The Pomodoro Technique allows you to tackle one task at a time with high intensity before taking a short-timed break, and then repeating this process (see Figure 8.4). The Pomodoro Technique recommends 25 minutes of work and then a five-minute break, and after two hours of this, a longer break of 15-30 minutes (Cirillo, n.d). Be flexible in your approach, for example you don’t have to stop after 25 minutes if you are working well, or you may restart your 25 minutes if you get distracted. To make the most of this technique, plan your tasks ahead of time and be specific about what you want to achieve during each time block.

 

Pomodoro Technique
Figure 11.4 The Pomodoro Technique contains five defined steps. Image by OpenStax used under CC-BY 4.0 licence.

Eat the Frog

Of our three quick strategies, eat the frog probably has the strangest name and may not sound the most inviting. The name comes from a famous quote, attributed to Mark Twain: “Eat a live frog first thing in the morning and nothing worse will happen to you the rest of the day.” How this applies to time and task management is based on the concept that if a person takes care of the biggest or most unpleasant task first, everything else will be easier after that.

We greatly underestimate how much worry can impact our performance. If you are continually distracted by anxiety over a task you are dreading, it can affect the task you are working on at the time. Not only will you have a sense of accomplishment and relief when the task you are concerned with is finished and out of the way, but other tasks will seem lighter and not as difficult.

GIVEN MATERIAL:
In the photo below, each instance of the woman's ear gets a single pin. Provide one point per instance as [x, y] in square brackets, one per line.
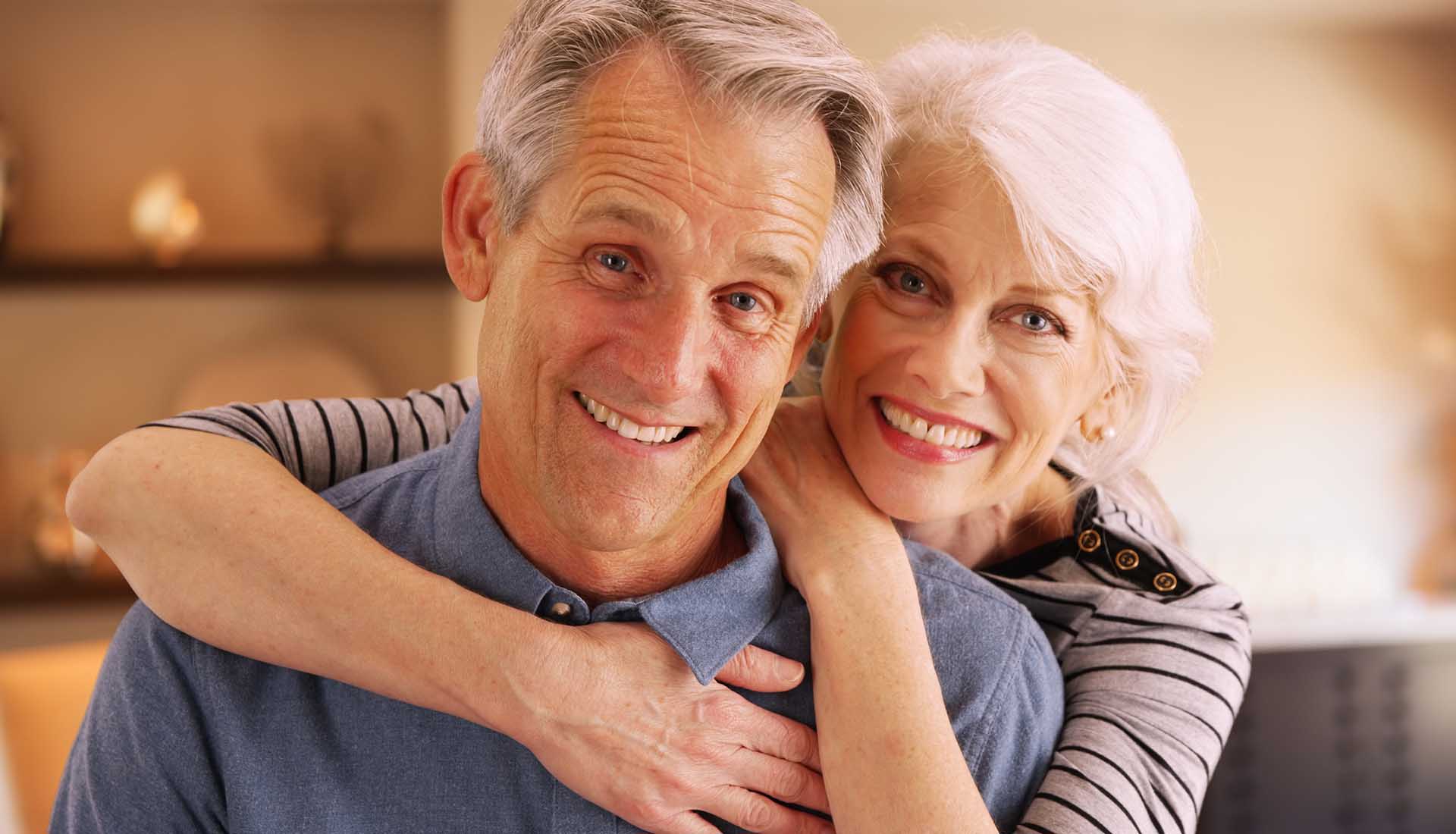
[1101, 419]
[469, 224]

STATED PROBLEM A: List every length of time given in the Pomodoro Technique paragraph of the time management text.
STATED PROBLEM B: To whom does the time management text attribute the quote behind the name "Eat the Frog"?
STATED PROBLEM C: Write a continuation of the time management text, picking up right after its final sentence.
The material above is separate from the time management text.

WRITTEN ANSWER A: 25 minutes, five minutes, two hours, 15-30 minutes

WRITTEN ANSWER B: Mark Twain

WRITTEN ANSWER C:
Conclusion

We all lead busy lives and managing your time effectively while you are studying at university can mean the difference between success and failure. By managing your time and using some positive strategies, you can give yourself the best possible chance of successful study outcomes.

Key points

  • Time management at university level is up to you.
  • Expect to spend more time on learning outside of the classroom than you will inside the classroom.
  • Identify your time management style to help you create deadlines.
  • Consider study and non-study commitments when auditing your time to help you to see where your time goes.
  • Plan your semester first, add weekly tasks, and then make a ‘to do’ list for daily tasks.
  • Break large tasks into small blocks of time which will fit into your schedule.
  • Use the Daily Top Three to write down three tasks that are important to finish that day.
  • Use the Pomodoro Technique to work on one task for a 25-minute period. then take a five-minute break then repeat until you have been working for two hours.
  • Use Eat the Frog to take care of the biggest task first so that everything else seems easier after that.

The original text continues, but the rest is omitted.